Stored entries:
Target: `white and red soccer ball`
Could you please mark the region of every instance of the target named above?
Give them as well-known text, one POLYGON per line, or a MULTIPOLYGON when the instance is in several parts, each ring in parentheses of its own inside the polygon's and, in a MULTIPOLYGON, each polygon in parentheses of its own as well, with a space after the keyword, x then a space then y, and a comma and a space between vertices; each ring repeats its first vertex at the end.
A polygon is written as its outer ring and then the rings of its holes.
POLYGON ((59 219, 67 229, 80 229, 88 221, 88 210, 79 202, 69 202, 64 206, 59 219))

▶ _Exercise directions_: Render each line of the entries above as a Markdown table with two columns, Row and Text. Put the row number in Row and the line itself in Text, and skip any blank lines.

▶ _The completed task_:
| Row | Text |
|---|---|
| 1 | Target: `white and red soccer ball` |
| 2 | Could you please mark the region of every instance of the target named above? |
| 3 | Give them as well-known text, one POLYGON per line, or a MULTIPOLYGON when the instance is in several parts, each ring in parentheses of its own inside the polygon's and, in a MULTIPOLYGON, each polygon in parentheses of its own as well, with a space after the keyword, x then a space then y, and a comma and a space between vertices; each ring repeats its first vertex at the end. |
| 4 | A polygon is written as its outer ring and then the rings of its holes. |
| 5 | POLYGON ((59 219, 67 229, 80 229, 88 221, 88 210, 79 202, 69 202, 64 206, 59 219)) |